EXTRACTED TEXT:
3 SCA Survival Stories
Although sudden cardiac arrest (SCA) claims the lives of more than 475,000 Americans every year, there are plenty of SCA survivor stories to celebrate. Here are a few survivor stories to warm your heart.
Surviving SCA: Athlete Rob Seymour’s Story
In 2015, Atlanta native Rob Seymour, then 26, and his wife Michelle were among the nearly 40,000 athletes jogging their way to the finish line of Philadelphia’s popular Blue Cross Broad Street Run.
A lifelong athlete with a passion for baseball, basketball, and running, Rob had achieved a personal record time during the 2014 race and was focusing on enjoying his fifth Broad Street Run with his wife.
Just moments after Rob and his wife triumphantly crossed the finish line, he began to feel dizzy.
“My vision just kept closing and things got blurrier and blurrier. I realized that it wasn’t going to stop. I called out to my wife hoping to catch myself on her. She turned around just in time to watch me drop to my knees and fall face-first onto the ground,” remembers Rob.
Fortunately, a nearby team of paramedics saved his life. One began performing CPR while the other grabbed an automatic external defibrillator (AED). The device quickly recognized that his heart had gone into ventricular fibrillation (V-fib) and applied one shock. After the life-saving shock, Rob’s heart resumed its normal rhythm.
Surviving SCA: A Father’s Story
Landscape architect Nick Leeming, who suffered a cardiac arrest and collapsed yards from his home in North East England in 2016, credits the quick actions of his then 16-year-old-son with saving his life.

WHAT IS REQUIRED: Copy out the part of the SCA survival stories that opens with "3 SCA Survival" and closes with "with his wife.", switching every "Broad Street Run" to "city marathon".

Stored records
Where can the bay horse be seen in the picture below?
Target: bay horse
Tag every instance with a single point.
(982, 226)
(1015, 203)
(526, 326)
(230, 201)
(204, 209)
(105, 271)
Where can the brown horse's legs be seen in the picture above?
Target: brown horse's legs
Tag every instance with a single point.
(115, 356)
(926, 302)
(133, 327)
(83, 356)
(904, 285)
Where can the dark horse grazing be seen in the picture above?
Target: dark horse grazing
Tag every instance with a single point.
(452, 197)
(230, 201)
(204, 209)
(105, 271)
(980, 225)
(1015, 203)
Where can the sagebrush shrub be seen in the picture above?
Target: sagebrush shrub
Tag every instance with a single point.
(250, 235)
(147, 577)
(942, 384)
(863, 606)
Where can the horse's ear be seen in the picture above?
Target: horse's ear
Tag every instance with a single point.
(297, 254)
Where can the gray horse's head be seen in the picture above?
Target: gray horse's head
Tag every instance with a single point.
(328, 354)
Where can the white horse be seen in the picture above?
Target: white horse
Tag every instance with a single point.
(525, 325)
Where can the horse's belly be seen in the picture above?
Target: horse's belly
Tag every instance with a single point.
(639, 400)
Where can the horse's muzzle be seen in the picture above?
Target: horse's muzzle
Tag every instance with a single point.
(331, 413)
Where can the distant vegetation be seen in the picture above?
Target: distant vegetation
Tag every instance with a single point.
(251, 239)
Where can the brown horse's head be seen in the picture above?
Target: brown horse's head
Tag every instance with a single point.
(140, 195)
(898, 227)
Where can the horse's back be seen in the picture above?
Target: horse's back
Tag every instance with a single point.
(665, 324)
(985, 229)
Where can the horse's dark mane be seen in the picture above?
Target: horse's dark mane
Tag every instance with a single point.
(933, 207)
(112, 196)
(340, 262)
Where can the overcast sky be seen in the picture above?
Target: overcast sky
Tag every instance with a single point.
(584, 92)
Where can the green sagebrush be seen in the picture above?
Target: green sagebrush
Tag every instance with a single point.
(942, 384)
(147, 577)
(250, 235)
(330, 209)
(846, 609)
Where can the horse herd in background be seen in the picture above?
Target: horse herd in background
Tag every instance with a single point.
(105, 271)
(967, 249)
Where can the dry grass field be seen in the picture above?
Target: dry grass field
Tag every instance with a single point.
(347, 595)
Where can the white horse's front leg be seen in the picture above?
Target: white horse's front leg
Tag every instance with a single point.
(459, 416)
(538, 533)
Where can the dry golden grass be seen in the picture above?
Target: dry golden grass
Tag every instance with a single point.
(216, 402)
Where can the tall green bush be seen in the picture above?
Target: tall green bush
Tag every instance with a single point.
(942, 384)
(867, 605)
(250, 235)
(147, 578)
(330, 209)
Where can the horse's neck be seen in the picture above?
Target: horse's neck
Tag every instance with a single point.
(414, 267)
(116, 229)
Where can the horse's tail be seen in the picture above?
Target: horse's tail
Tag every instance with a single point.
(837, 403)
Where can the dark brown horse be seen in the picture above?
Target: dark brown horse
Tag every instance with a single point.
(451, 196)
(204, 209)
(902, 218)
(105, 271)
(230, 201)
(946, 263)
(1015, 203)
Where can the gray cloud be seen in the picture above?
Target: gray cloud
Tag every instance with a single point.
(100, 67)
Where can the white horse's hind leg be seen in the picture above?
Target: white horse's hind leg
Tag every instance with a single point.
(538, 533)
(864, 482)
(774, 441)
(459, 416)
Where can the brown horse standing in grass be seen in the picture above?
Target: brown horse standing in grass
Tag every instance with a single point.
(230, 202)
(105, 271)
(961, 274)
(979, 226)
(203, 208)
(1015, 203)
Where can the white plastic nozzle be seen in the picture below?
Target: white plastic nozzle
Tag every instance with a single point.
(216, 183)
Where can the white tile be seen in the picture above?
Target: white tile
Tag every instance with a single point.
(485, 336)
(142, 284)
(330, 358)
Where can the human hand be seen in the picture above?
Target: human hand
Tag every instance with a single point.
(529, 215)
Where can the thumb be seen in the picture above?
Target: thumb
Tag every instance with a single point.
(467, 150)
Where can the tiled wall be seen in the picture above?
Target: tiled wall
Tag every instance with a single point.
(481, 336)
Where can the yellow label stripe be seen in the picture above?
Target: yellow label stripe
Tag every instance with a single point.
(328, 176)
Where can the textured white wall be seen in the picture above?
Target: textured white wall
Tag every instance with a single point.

TASK OUTPUT:
3 SCA Survival Stories
Although sudden cardiac arrest (SCA) claims the lives of more than 475,000 Americans every year, there are plenty of SCA survivor stories to celebrate. Here are a few survivor stories to warm your heart.
Surviving SCA: Athlete Rob Seymour’s Story
In 2015, Atlanta native Rob Seymour, then 26, and his wife Michelle were among the nearly 40,000 athletes jogging their way to the finish line of Philadelphia’s popular Blue Cross city marathon.
A lifelong athlete with a passion for baseball, basketball, and running, Rob had achieved a personal record time during the 2014 race and was focusing on enjoying his fifth city marathon with his wife.